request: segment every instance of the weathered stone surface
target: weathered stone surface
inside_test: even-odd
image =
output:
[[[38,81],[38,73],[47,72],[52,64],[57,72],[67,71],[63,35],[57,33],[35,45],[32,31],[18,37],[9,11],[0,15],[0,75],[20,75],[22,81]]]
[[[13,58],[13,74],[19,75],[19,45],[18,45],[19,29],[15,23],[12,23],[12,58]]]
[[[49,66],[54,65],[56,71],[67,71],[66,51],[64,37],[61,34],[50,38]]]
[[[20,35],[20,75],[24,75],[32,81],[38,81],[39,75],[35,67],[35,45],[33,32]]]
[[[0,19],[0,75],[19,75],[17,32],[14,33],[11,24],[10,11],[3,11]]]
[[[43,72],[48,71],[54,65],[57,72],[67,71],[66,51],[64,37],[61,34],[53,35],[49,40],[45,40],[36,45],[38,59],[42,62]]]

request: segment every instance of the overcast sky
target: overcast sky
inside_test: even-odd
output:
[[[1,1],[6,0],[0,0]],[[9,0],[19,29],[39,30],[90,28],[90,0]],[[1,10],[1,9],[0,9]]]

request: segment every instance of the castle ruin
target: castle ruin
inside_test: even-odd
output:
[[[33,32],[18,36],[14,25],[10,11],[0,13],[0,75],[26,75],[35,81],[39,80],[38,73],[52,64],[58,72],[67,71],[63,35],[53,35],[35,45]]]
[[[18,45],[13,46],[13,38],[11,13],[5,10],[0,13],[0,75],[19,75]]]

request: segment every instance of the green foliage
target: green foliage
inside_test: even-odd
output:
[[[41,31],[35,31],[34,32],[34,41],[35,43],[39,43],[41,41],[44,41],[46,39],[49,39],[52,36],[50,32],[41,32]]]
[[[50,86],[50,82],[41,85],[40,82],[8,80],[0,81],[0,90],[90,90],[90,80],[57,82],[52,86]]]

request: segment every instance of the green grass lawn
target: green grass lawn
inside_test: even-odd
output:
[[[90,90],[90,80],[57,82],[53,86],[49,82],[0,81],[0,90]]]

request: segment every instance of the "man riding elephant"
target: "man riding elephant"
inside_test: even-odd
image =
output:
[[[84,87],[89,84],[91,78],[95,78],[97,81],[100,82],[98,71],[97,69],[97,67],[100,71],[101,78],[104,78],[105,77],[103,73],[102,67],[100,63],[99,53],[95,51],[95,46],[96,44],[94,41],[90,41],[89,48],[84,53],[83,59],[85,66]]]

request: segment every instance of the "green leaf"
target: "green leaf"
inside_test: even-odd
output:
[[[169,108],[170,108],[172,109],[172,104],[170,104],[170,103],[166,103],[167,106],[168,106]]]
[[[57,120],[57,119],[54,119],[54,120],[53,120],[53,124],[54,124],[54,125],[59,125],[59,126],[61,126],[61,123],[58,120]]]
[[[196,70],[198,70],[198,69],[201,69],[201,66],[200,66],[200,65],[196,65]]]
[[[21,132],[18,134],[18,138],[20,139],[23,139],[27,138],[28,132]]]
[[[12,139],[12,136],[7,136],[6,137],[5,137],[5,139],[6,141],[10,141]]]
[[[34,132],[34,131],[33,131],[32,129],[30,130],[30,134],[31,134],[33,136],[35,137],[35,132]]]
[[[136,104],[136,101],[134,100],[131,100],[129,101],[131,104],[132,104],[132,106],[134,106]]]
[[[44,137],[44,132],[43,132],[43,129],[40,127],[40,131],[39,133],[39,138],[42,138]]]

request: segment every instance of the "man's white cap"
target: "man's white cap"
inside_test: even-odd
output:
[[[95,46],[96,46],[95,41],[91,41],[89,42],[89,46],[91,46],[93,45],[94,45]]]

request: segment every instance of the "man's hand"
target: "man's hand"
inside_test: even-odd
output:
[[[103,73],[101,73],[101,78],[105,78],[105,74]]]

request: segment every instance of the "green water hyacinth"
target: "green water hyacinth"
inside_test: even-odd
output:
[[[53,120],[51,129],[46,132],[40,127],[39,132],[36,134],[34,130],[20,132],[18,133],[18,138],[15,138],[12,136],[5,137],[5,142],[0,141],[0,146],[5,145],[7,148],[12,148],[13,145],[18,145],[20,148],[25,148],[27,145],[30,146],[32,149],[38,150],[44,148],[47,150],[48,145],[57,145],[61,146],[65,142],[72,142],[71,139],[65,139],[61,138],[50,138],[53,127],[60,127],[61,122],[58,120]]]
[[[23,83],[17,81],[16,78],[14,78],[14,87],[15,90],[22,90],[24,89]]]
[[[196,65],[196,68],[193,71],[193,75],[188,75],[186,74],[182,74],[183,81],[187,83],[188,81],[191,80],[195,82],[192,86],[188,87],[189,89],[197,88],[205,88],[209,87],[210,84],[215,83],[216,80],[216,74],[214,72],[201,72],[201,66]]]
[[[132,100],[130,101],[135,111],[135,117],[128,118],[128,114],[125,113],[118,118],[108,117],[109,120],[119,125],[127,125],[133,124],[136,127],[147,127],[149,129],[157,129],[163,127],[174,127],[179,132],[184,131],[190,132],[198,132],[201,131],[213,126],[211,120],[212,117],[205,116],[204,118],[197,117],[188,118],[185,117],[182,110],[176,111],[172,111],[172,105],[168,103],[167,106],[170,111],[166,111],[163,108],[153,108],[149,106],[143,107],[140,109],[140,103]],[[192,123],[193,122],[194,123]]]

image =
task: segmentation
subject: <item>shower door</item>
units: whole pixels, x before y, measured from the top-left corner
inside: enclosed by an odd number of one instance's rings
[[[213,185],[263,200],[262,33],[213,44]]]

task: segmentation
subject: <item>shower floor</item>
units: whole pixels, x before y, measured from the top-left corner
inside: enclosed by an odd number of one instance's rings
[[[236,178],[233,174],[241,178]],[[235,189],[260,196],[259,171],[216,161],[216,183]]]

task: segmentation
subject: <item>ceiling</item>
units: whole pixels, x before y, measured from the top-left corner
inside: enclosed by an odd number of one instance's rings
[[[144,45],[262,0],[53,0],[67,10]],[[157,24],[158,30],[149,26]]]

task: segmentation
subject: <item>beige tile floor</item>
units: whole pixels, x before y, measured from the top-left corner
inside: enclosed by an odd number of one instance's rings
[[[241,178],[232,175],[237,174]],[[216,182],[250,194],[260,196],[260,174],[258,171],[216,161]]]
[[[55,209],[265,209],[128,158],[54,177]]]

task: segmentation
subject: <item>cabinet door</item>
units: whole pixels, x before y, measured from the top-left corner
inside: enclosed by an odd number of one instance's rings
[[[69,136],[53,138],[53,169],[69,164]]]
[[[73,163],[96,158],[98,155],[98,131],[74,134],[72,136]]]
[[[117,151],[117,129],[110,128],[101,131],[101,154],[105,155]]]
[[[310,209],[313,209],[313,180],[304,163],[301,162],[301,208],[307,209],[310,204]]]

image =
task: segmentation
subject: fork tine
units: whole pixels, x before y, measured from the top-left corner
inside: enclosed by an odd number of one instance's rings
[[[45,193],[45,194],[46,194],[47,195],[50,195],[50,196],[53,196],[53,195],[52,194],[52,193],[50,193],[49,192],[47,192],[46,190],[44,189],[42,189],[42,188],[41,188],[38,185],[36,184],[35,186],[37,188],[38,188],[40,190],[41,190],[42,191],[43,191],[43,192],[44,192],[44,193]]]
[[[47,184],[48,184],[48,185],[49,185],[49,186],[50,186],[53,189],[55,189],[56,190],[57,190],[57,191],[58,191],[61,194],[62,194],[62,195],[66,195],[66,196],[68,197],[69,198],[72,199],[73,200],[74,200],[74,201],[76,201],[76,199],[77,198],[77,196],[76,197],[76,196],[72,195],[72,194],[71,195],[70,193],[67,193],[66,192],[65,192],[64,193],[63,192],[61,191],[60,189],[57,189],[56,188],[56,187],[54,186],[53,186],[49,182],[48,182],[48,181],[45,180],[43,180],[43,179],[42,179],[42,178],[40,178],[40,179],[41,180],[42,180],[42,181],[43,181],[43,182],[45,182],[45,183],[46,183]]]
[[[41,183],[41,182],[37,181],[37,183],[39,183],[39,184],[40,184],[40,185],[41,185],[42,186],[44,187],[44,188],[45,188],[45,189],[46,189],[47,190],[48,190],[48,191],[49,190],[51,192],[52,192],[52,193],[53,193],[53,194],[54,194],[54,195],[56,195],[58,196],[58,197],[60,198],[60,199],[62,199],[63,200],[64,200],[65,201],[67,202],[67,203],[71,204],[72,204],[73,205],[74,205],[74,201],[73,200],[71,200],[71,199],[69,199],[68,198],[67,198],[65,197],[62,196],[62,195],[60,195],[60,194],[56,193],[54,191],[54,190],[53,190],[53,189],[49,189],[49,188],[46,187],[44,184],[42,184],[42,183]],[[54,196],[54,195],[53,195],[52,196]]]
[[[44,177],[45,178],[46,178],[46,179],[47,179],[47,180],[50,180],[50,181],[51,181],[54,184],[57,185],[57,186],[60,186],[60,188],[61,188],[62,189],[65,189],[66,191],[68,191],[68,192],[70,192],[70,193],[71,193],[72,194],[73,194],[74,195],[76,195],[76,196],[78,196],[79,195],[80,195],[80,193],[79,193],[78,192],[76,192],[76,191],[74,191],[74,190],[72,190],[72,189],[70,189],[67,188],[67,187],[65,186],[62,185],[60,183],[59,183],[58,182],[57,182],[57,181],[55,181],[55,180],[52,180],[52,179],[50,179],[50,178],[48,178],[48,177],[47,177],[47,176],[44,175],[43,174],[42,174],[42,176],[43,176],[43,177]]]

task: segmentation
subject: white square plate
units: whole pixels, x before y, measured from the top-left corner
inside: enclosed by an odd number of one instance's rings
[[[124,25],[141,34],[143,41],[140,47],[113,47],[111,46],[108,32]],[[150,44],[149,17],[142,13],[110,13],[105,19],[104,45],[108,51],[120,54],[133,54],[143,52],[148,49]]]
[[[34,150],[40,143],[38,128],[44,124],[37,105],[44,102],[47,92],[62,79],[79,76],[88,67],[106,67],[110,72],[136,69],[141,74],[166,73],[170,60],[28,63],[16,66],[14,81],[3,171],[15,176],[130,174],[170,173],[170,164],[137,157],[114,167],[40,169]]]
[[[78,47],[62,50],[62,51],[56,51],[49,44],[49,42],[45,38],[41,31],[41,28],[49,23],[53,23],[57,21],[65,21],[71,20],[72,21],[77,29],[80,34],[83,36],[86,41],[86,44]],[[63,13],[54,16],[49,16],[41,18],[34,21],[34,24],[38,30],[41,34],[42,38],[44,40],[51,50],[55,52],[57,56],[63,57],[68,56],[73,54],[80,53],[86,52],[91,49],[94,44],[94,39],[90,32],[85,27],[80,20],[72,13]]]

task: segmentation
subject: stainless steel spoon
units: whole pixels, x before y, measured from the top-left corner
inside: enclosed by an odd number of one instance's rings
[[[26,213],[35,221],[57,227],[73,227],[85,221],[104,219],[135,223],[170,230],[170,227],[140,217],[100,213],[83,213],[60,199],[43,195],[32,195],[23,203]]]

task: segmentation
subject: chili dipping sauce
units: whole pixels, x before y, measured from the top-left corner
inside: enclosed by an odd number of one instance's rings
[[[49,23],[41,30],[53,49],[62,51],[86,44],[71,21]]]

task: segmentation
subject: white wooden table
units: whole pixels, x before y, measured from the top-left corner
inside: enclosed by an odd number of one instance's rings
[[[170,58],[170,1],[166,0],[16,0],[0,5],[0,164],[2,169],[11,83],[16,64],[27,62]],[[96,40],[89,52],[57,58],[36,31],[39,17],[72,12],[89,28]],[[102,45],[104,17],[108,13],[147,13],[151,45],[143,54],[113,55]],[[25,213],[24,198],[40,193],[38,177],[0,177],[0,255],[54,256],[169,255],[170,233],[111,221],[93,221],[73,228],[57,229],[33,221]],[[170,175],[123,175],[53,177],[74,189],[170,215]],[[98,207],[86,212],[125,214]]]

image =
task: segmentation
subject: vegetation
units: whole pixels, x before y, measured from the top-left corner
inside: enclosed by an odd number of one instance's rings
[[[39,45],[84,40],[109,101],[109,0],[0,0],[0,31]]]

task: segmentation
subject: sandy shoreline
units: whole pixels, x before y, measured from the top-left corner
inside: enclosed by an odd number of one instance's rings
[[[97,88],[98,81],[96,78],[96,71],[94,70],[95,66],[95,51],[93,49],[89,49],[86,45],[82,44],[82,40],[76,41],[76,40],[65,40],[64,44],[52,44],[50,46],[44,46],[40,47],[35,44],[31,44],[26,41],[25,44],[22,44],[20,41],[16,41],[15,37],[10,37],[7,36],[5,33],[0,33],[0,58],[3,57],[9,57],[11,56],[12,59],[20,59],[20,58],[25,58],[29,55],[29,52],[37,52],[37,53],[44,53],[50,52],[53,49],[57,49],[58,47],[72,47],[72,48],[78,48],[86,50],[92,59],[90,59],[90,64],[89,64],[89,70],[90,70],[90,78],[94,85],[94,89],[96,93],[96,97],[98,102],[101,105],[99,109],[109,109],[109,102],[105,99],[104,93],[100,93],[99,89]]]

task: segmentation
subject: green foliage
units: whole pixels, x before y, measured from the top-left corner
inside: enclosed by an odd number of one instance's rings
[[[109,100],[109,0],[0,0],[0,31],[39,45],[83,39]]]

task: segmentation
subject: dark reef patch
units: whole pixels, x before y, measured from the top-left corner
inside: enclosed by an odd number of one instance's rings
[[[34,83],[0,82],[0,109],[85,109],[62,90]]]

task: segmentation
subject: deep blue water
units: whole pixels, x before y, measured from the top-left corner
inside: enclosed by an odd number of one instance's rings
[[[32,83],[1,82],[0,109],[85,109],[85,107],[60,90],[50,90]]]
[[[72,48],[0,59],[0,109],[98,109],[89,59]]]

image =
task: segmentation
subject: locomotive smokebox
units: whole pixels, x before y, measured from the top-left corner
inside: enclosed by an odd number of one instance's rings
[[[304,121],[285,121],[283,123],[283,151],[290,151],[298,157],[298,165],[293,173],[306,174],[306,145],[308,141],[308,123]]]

——

__GIVEN REQUEST__. Turn the data, from its first line through the line with "[[[90,90],[90,80],[57,82],[53,86],[49,82],[0,81],[0,90]]]", into a numbered list with the blank lines left out.

__TASK RESULT__.
1. request: segment every instance of the weathered stone surface
2. target: weathered stone surface
3. inside_test: even-odd
4. image =
5. output:
6. [[[38,81],[38,73],[47,72],[52,64],[57,72],[67,71],[63,35],[57,33],[35,45],[32,31],[18,37],[9,11],[0,15],[0,75],[20,75],[22,81]]]
7. [[[13,58],[13,74],[19,75],[19,45],[18,45],[19,29],[15,23],[12,23],[12,58]]]
8. [[[49,66],[54,65],[56,71],[67,71],[66,51],[64,37],[61,34],[50,38]]]
9. [[[20,35],[20,75],[24,75],[32,81],[38,81],[39,75],[35,67],[35,45],[33,32]]]
10. [[[0,19],[0,75],[19,75],[17,32],[14,33],[11,24],[10,11],[3,11]]]
11. [[[43,72],[48,71],[54,65],[57,72],[67,71],[66,51],[64,37],[61,34],[53,35],[49,40],[45,40],[36,45],[38,59],[42,62]]]
12. request: segment every instance of the overcast sky
13. target: overcast sky
14. inside_test: even-odd
15. output:
16. [[[1,1],[6,0],[0,0]],[[9,0],[19,29],[39,30],[90,28],[90,0]],[[1,10],[1,9],[0,9]]]
17. request: segment every instance of the castle ruin
18. target: castle ruin
19. inside_test: even-odd
20. output:
21. [[[33,32],[18,36],[14,25],[10,11],[0,13],[0,75],[26,75],[35,81],[39,80],[38,73],[52,64],[58,72],[67,71],[63,35],[53,35],[35,45]]]
22. [[[18,45],[13,46],[13,38],[11,13],[5,10],[0,13],[0,75],[19,75]]]
23. request: segment every instance of the green foliage
24. target: green foliage
25. inside_test: even-odd
26. output:
27. [[[41,31],[35,31],[34,32],[34,41],[35,43],[39,43],[41,41],[44,41],[46,39],[49,39],[52,36],[50,32],[41,32]]]
28. [[[50,86],[50,82],[41,85],[40,82],[8,80],[0,81],[0,90],[90,90],[90,80],[57,82],[52,86]]]
29. request: segment every instance of the green grass lawn
30. target: green grass lawn
31. inside_test: even-odd
32. output:
33. [[[90,90],[90,80],[57,82],[53,86],[49,82],[0,81],[0,90]]]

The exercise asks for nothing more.